KUTIPAN TULISAN
Sabtu, 28 Maret 2009

ibadah qurban; refleksi ke-Kinian & ke-Disinian

Ibadah Qurban ; Refleksi ke-Kinian dan ke-Disinian
Oleh : Ihsan Faisal, M.Ag *)

Secara lughawi / bahasa, ‘qurban’ berasal dari kata: qarraba-yuqarribu-qurbaanan yang artinya mendekatkan. Menurut istilah, qurban bermakna sembelihan hewan qurban yang dilakukan pada momen Iedul Adha, baik hari nahr (10 Dzulhijjah) atau pun hari tasyrik (11-13 Dzulhijjah). Kajian fiqh membahas bahwa qurban itu ditentukan waktunya, jenis sembelihan, distribusi, dan sebagainya. Dari hal tersebut terkesan rigid/kaku namun tidak menjadi masalah karena merupakan konsekuensi ke-Islaman kita.

BUTIR TUGAS A
Identifikasi setiap baris dalam daftar yang memuat kata "negative", dengan memperhatikan huruf besar dan kecil, lalu salin baris-baris tersebut.
Tulisan tentang ibadah qurban dan daftar yang menyusul adalah dua bahan yang tidak saling berkaitan.

Data masker segmentasi
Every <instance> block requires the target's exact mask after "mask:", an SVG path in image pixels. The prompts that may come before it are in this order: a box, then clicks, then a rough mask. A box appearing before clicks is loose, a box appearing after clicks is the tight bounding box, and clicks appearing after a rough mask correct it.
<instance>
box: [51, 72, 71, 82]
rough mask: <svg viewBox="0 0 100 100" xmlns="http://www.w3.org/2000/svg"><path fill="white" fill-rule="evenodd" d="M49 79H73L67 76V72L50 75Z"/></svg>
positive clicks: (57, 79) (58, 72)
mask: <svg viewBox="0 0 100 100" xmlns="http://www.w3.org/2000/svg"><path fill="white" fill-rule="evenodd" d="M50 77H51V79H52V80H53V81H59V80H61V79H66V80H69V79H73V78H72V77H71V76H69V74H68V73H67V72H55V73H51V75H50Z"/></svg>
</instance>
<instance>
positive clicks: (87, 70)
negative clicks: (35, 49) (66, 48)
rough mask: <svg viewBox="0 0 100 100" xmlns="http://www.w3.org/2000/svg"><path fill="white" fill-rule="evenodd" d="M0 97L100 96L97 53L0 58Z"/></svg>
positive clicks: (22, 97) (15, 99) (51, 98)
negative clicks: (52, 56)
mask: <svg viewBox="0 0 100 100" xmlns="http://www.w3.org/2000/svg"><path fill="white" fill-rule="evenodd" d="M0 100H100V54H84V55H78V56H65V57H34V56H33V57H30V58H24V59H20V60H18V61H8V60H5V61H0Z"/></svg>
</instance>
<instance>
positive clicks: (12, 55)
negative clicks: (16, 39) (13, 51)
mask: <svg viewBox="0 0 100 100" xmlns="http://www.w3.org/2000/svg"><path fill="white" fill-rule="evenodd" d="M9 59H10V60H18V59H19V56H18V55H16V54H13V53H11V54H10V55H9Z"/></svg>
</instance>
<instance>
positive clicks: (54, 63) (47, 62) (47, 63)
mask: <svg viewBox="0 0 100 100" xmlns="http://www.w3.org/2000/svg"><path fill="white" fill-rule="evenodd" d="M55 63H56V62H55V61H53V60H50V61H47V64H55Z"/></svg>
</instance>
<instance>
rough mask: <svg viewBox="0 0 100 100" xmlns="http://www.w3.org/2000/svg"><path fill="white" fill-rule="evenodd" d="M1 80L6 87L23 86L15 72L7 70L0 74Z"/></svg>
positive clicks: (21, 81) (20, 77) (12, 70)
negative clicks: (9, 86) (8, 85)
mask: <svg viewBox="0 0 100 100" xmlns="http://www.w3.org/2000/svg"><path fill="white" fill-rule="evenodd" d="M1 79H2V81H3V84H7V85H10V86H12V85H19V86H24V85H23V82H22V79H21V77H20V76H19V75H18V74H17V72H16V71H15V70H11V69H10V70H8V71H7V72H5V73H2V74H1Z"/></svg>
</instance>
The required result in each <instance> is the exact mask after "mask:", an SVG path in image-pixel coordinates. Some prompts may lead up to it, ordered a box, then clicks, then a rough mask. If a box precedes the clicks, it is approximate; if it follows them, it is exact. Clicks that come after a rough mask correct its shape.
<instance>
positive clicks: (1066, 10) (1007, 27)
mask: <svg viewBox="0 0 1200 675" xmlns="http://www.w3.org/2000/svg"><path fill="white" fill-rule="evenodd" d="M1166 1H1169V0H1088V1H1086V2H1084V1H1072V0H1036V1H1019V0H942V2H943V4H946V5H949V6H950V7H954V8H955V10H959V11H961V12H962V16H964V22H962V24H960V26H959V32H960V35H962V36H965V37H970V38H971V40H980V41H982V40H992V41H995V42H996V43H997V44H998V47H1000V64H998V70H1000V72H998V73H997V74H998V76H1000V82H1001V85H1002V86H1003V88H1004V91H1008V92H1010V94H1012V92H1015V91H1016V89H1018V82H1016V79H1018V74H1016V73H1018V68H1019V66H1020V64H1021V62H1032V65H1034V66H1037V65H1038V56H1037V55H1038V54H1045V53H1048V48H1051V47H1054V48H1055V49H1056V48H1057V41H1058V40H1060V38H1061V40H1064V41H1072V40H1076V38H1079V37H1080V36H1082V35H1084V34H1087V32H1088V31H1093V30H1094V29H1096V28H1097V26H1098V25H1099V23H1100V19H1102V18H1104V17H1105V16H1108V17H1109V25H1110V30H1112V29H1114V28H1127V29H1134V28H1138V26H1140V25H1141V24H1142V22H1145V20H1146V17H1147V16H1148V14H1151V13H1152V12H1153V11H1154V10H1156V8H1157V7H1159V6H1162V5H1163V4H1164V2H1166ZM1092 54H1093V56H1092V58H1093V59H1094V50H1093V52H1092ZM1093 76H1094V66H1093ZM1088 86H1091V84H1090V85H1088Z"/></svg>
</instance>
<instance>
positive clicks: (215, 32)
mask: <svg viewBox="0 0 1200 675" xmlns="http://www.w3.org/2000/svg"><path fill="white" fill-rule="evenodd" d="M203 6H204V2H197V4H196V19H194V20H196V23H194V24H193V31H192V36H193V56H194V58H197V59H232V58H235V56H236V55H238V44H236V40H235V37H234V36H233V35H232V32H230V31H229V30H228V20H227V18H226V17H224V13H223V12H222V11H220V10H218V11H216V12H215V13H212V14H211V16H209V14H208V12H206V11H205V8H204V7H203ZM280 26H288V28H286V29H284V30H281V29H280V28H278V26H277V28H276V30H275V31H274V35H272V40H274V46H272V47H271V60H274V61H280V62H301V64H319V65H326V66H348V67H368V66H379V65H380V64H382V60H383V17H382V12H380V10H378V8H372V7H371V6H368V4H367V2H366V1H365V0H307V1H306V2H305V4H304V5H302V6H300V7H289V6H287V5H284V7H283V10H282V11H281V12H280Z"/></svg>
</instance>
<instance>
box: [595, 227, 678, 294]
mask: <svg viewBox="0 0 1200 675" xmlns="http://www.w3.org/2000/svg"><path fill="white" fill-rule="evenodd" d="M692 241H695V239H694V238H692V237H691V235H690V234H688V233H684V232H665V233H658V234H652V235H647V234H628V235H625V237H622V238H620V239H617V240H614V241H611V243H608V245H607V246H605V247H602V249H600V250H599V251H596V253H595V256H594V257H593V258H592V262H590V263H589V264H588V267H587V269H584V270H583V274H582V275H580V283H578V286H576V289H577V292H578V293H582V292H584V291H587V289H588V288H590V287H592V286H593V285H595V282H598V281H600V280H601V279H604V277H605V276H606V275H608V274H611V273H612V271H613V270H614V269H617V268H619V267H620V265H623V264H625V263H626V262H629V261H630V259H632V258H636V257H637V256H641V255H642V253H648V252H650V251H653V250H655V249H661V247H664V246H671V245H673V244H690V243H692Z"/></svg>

BUTIR TUGAS B
Kembalikan bagian tulisan tentang ibadah qurban yang dimulai dengan "Ibadah Qurban ;" dan berlanjut hingga "konsekuensi ke-Islaman kita.", tanpa mengubah apa pun.

PENYELESAIAN TUGAS A
negative clicks: (35, 49) (66, 48)
negative clicks: (52, 56)
negative clicks: (16, 39) (13, 51)
negative clicks: (9, 86) (8, 85)

PENYELESAIAN TUGAS B
Ibadah Qurban ; Refleksi ke-Kinian dan ke-Disinian
Oleh : Ihsan Faisal, M.Ag *)

Secara lughawi / bahasa, ‘qurban’ berasal dari kata: qarraba-yuqarribu-qurbaanan yang artinya mendekatkan. Menurut istilah, qurban bermakna sembelihan hewan qurban yang dilakukan pada momen Iedul Adha, baik hari nahr (10 Dzulhijjah) atau pun hari tasyrik (11-13 Dzulhijjah). Kajian fiqh membahas bahwa qurban itu ditentukan waktunya, jenis sembelihan, distribusi, dan sebagainya. Dari hal tersebut terkesan rigid/kaku namun tidak menjadi masalah karena merupakan konsekuensi ke-Islaman kita.